**DOCUMENTO**
***
Han sido, mal que nos pese, 365 apretados días en los que hemos aprendido de golpe lo que cuesta vivir y lo poco que se tarda en enfermar y en morir. También lo difícil que es para muchos perseverar en los buenos propósitos, esos que se airearon en los balcones, pero que muy pronto se olvidaron para retomar irresponsablemente el pulso de ciertas costumbres festivas que han incidido negativamente en la sociedad. La solidaridad se mide por la prudencia y el cuidado de los que tenemos cerca y lejos, los que nos han precedido y alumbran con sus canas la historia y los que un día formarán parte de ese admirable colectivo que se ha ido, y que lo dio todo por sus hijos en medio de grandes dificultades y carencias.
En la retina del mundo, que es como un ojo ciclópeo que abarca los recodos de la tierra, se recordará siempre la entrega y sacrificio de los sanitarios y de quienes desde sus humildes y ocultos espacios sembraron de esperanza todas las calles y caminos con su generosidad y heroico sacrificio. A todos ellos gracias.
***
**FILAS DE DATOS**
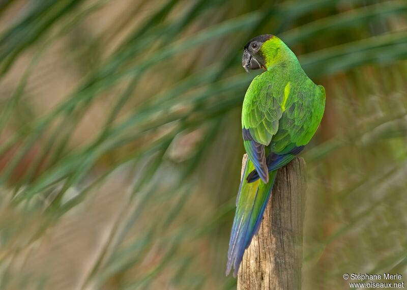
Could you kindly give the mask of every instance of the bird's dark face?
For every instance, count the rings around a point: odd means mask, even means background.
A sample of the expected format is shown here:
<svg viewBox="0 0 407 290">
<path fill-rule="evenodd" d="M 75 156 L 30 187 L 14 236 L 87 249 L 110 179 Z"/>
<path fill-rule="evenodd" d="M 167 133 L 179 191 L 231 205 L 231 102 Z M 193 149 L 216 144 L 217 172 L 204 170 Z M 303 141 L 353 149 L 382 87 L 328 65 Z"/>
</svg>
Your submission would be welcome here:
<svg viewBox="0 0 407 290">
<path fill-rule="evenodd" d="M 271 34 L 264 34 L 250 40 L 245 45 L 242 65 L 249 72 L 249 70 L 266 69 L 265 57 L 261 50 L 263 44 L 273 37 Z"/>
</svg>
***
**TAREAS**
A: Responde estas preguntas sobre el texto de los 365 días:
(i) ¿Cuántos días dice que han sido?
(ii) ¿En qué lugar se airearon los buenos propósitos?
(iii) ¿A qué se parece la retina del mundo?
B: Sigue escribiendo el texto de los 365 días desde donde termina.
Las filas no hacen falta para nada de esto.

**RESULTADOS**
A:
(i) 365 días.
(ii) En los balcones.
(iii) A un ojo ciclópeo que abarca los recodos de la tierra.

B:
Decía Séneca en su magnífica obra Cartas a Lucilio: «Es propio de un corazón inhumano olvidarse de los suyos y enterrar junto con el cuerpo su memoria, llorarlos a lágrima viva y ahorrarse el recuerdo. Así quieren a sus hijos las aves y las fieras, el amor de los cuales es contenido y violento y casi rabioso, pero en los que, en cuanto los han perdido, se extingue totalmente. Esto es indigno del hombre prudente, en el cual el recuerdo tiene que ser perseverante y breve la lamentación». Valga esta autorizadísima reflexión para acoger este 2021 que aguardamos con renovada esperanza soñando con que el drama termine y se reconstruya lo mejor posible cuanto ha sido dañado, agradecidos por la vida que tenemos, y aprovechando lo que atrás quedó para aprender a ser más humanos en adelante, con el claro sesgo que tiene desde la fe: el modelo que Cristo nos da en el evangelio. Y no olvidemos el papel de cada cual en una existencia que tiene fecha de caducidad y en la que lo único que perdurará es el bien que hayamos sembrado: «Lo que haces por ti se desvanece cuando mueres. Lo que haces por el resto conforma tu legado» (Kalu Ndukwe Kalu).
¡Muy Feliz Año 2021!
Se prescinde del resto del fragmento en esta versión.